'''
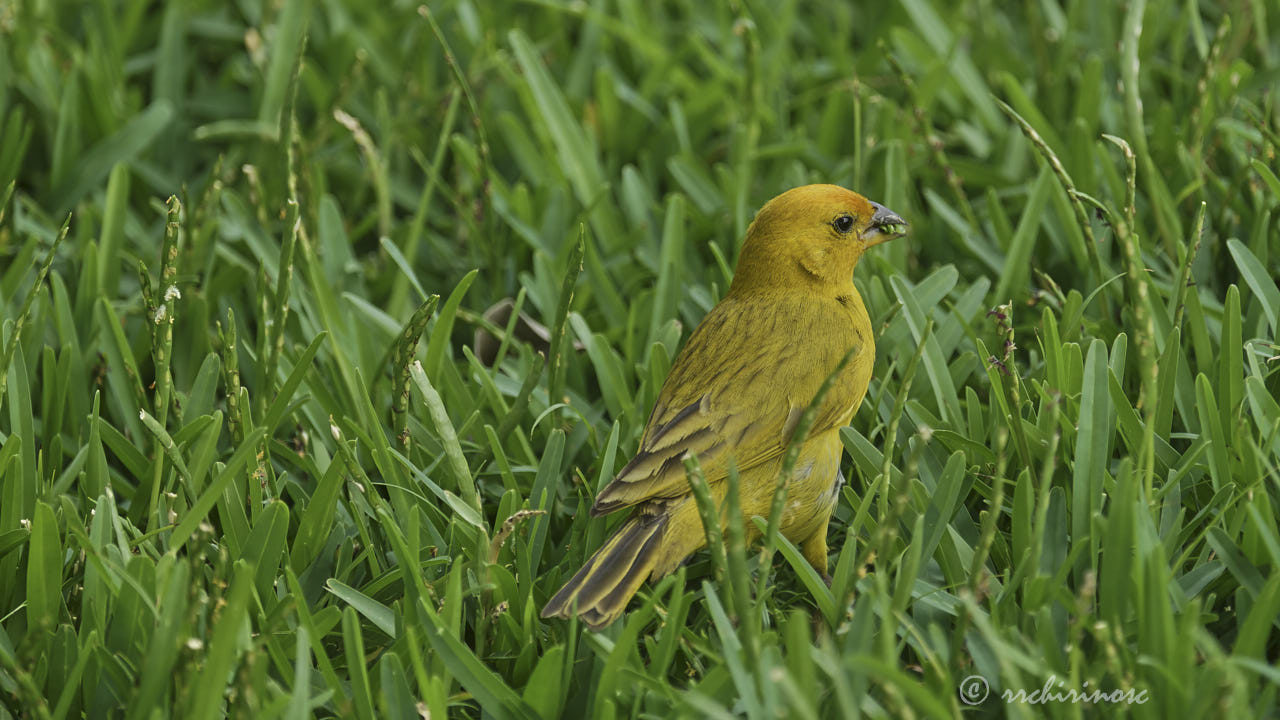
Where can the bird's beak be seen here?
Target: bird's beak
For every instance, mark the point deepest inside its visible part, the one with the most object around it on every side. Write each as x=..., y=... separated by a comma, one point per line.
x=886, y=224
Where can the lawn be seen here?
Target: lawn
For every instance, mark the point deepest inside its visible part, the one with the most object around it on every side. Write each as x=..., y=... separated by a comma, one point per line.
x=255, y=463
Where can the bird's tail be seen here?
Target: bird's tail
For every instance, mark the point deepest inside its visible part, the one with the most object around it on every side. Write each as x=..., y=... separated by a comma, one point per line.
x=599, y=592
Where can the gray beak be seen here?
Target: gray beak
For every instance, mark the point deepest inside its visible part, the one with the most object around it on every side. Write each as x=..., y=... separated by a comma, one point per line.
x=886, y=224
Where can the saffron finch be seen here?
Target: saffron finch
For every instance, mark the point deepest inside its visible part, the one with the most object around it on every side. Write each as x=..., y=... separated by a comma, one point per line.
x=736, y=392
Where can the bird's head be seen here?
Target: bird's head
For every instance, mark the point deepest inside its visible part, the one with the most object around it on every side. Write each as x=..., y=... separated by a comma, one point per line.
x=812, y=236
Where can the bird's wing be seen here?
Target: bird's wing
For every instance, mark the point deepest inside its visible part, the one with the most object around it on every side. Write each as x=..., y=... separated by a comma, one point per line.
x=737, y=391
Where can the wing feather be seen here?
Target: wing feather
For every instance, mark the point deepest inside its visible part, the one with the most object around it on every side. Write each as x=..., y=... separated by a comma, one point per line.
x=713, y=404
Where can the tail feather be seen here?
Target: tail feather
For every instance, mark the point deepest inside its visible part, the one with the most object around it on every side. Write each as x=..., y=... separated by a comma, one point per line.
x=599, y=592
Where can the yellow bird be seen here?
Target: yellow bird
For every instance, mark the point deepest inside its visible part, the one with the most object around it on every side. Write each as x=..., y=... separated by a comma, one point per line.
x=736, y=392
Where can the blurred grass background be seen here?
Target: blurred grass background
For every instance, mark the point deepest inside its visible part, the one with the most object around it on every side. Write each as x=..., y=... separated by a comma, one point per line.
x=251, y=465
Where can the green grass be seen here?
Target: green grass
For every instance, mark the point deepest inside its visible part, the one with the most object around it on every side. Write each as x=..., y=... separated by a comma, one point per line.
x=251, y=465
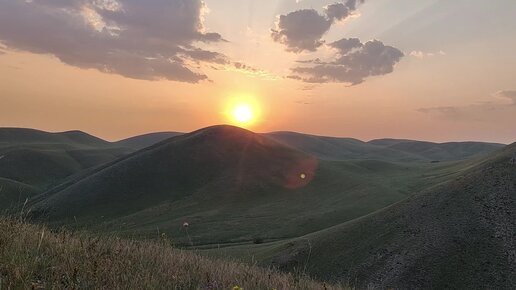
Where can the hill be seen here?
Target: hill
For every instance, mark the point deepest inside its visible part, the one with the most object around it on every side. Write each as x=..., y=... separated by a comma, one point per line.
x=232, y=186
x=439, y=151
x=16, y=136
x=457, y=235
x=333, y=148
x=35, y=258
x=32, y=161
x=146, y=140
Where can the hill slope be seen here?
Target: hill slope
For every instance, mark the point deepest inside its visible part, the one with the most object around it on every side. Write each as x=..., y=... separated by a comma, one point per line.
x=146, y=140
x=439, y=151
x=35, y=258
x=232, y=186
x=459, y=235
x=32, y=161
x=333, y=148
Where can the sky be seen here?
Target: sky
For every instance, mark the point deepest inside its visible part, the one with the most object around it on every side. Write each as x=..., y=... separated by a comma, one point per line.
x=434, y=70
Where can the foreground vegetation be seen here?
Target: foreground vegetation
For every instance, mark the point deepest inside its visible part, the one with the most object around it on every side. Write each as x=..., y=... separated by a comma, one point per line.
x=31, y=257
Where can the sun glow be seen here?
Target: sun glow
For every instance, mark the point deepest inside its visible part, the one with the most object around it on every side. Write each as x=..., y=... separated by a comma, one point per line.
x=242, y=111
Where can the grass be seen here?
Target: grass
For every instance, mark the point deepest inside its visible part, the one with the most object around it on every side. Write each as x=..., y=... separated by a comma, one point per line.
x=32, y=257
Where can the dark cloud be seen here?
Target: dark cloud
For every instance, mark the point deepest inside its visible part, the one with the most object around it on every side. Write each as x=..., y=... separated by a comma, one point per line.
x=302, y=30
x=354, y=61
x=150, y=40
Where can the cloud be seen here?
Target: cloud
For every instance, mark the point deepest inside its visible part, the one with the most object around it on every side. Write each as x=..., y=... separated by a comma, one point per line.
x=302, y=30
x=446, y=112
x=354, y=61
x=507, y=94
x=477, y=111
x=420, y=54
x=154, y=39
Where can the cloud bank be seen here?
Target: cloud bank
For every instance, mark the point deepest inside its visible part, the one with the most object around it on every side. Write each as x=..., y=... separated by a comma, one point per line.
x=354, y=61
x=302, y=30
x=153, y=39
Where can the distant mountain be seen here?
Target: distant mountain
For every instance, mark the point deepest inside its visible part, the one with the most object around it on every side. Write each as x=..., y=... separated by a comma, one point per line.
'''
→ **EXERCISE AIM**
Look over the records above and filter for each line with the word "tail".

→ **TASK SOLUTION**
Where can the bird's tail be seen here?
Target: bird's tail
Where can the tail feather be seen here?
Target: tail feather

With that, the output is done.